Materials provided>
____

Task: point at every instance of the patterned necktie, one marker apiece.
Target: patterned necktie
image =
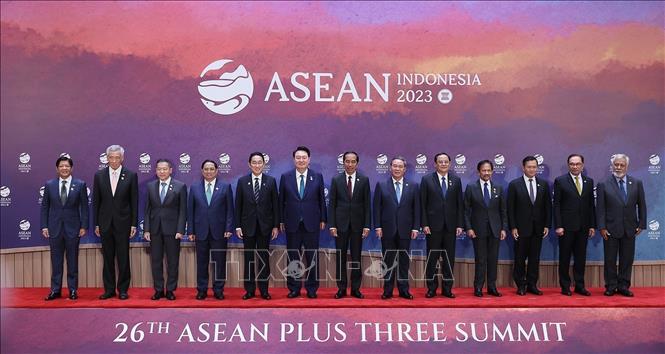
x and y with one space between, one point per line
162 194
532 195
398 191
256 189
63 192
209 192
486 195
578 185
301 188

____

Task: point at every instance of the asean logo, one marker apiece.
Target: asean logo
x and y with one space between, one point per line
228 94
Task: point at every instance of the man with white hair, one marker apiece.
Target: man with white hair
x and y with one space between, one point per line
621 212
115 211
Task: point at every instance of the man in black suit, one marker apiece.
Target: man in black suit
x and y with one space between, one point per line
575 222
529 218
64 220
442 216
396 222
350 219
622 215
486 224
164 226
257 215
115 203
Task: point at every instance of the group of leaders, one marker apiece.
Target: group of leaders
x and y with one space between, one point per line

____

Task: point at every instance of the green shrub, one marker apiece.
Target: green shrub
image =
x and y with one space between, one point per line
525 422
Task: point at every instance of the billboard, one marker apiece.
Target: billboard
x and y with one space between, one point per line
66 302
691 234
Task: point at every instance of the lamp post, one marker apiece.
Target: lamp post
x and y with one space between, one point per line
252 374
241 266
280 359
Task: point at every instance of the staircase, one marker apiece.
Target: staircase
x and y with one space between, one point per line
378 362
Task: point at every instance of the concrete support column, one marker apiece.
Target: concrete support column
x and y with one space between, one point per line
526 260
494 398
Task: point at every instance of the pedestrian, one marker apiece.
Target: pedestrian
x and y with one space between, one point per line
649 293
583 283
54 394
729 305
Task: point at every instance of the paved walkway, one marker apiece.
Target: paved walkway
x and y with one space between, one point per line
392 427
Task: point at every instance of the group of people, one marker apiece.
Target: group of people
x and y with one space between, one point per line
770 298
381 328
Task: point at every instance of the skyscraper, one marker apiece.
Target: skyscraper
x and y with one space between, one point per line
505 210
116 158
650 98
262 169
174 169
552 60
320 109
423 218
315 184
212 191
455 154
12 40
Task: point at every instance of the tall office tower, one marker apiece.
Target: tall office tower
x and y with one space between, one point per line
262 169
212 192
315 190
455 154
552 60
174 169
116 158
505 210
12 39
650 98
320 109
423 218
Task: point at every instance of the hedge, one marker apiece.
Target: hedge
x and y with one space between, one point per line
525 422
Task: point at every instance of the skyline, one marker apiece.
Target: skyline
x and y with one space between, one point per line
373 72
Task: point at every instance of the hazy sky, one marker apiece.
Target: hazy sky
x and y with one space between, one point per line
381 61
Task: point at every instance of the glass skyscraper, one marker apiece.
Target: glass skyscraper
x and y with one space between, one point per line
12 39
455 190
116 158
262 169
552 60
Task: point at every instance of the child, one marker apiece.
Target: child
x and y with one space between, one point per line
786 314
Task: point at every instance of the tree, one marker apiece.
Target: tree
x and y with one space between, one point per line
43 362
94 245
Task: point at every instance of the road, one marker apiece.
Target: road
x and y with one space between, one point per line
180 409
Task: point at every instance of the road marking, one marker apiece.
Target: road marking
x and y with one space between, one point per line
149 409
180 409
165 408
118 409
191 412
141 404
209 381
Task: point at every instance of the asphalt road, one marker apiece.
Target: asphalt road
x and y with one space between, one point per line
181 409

____

Work instructions>
Return each line of the listing above that contains the string "asean", matching case exactly.

Response below>
Task: point at every instance of the asean logo, one marker apiece.
Target: asean logo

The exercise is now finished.